• DIRECTIONS FOR THIS TASK
Could you carry on the passage below about the TILAb score and survival in OSCC, starting right after its last sentence?

• TEXT SHOWN
======

The prognostic significance of this score for DFS is investigated by employing univariate and multivariate analyses using clinico-pathological parameters. We analyse the prognostic significance of the TILAb score using Cox proportional hazard model. The TILAb score shows good statistical significance in both univariate (Table 4) and multivariate (Table 6) analyses (p < 0.05). Therefore, the TILAb score can be used as an independent prognostic parameter in OSCC patients. The Kaplan-Meier curves showed the ability of TILAb score to stratify patents into long-term (low risk) and short-term (high risk) DFS (p = 0.0006). Although the main focus of the paper is on DFS, besides DFS the prognostic significance of TILAb score for overall survival is also investigated. The Kaplan Meier curves are shown in Fig. S9 in the supplementary material which illustrates that the TILAb score gives good separation for overall survival too. To highlight the independence of the proposed model on initial image selection, the 3-fold cross validation with random initial image selection is used for DFS. The KM curves and associated p-values, shown in Fig. 10, illustrate that the proposed models (TRC-1 and TRC-5) are prognostically significant for different sets of training and test splits. Moreover, to show the robustness of our method, the C-indices (with 95% confidence intervals) of prognostic models for disease free survival and overall survival are also computed and shown in Tables 5 and S2 respectively. The results of the proposed method are also in agreement with previous findings based on manual and immunohistochemistry based TIL quantification26,49,50 in OSCC. Fang et al.50 analysed the prognostic significance of tumour infiltrating immune cell in OSCC. The immune cells were identified by their specific markers (CD8, CD4, T-bet, CD68 and CD57). High CD8 (T-cells) and CD57 (NK-cell) expression were significantly associated with longer survival.

Figure 10
figure 10

Kaplan Meier (KP) curves for disease free survival of OSCC on 3-fold cross-validation using TRC-1 and TRC-5.

======

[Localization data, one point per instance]

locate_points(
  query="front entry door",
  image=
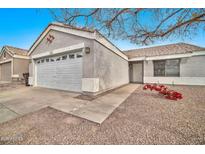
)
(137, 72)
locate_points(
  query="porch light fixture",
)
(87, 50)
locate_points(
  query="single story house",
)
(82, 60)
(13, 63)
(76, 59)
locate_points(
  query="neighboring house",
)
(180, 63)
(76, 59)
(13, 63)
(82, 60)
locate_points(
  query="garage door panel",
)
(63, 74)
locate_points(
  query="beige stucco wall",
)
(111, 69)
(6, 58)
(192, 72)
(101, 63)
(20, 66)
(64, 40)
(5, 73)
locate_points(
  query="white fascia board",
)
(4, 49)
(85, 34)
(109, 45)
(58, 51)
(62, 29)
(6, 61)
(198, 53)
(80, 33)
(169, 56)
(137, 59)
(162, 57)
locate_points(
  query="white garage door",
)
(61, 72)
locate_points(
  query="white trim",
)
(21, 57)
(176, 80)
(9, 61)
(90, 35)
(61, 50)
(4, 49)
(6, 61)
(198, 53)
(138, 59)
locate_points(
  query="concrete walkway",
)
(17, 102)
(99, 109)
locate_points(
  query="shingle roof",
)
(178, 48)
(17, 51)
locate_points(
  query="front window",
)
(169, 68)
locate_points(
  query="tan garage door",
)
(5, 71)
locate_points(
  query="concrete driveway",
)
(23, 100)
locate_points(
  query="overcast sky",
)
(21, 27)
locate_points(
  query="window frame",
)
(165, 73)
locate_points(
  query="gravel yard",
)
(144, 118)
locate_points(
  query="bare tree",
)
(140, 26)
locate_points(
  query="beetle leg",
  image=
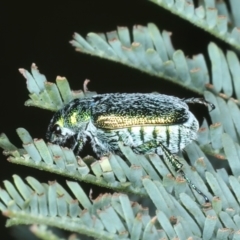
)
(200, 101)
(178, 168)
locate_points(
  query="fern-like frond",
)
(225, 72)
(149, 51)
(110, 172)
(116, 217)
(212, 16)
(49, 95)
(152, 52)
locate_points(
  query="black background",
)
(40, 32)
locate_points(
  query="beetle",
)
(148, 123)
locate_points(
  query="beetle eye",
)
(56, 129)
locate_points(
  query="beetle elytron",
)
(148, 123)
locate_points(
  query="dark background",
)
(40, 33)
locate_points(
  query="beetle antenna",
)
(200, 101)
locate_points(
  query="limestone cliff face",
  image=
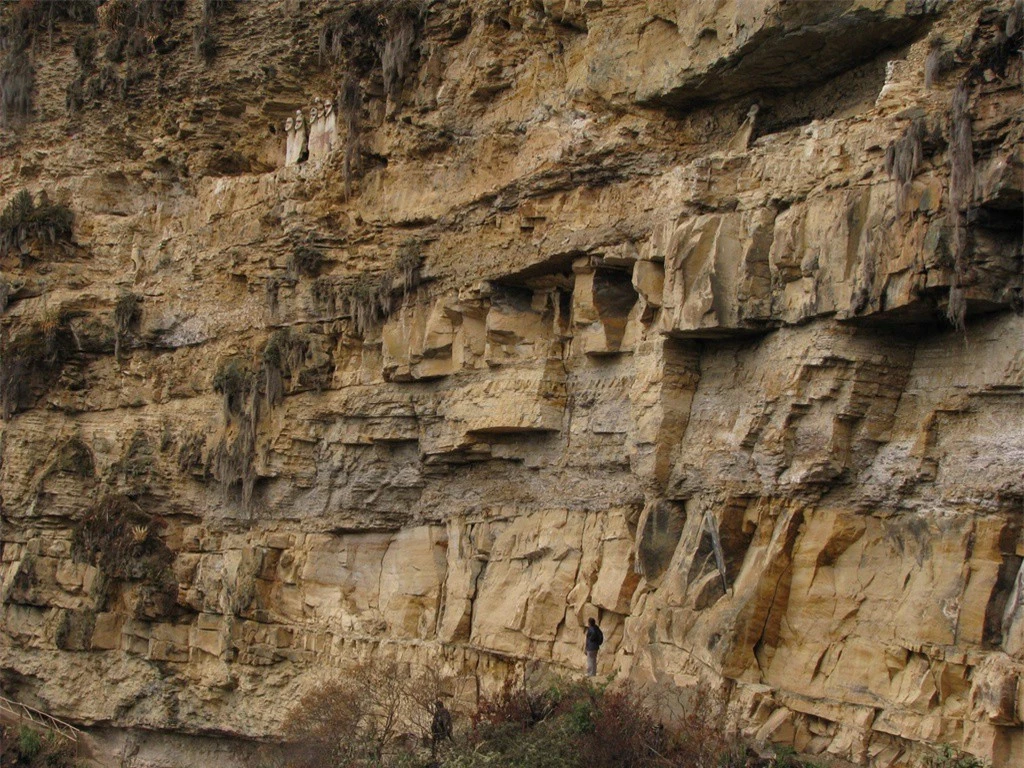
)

======

• RESULT
Hematoxylin & Eosin staining is routinely used in pathology labs around the globe in clinical practice for cancer diagnostics. Automated methods for extracting information related to TILs from the whole slide images can help in treatment planning according to the immune response. The proposed framework for automated quantification of TILs, computation of their abundance score, and its prognostic analysis of patient survival using OSCC histology images is the first of its kind. Even though the total number of cases involved in this study is limited (n = 70), some other studies have reported results on smaller cohorts51 (n = 48) or using tissue microarrays52 (TMAs), which contain much smaller snapshots of tumour /lymphocytes characteristics as compared to the whole slide images. Having said that, the results of this study need to be cross-validated on data from large multi-centric patient cohorts before they can be adopted in clinical practice.

In addition to the application to cancer resections and information about future behaviour, our proposed TILAb score can be applied to the initial biopsy specimen undertaken before surgical resection or chemoradiotherapy. A biopsy and histological assessment is the gold standard for pre-operative diagnosis and a prerequisite for staging. As part of this assessment, pathologists report the presence/absence and comment on the density of the host lymphocytic response. The TILAb score can provide an objective quantification on this initial biopsy providing vital information about prognosis to the clinical team with the potential to guide treatment decisions and risk stratification.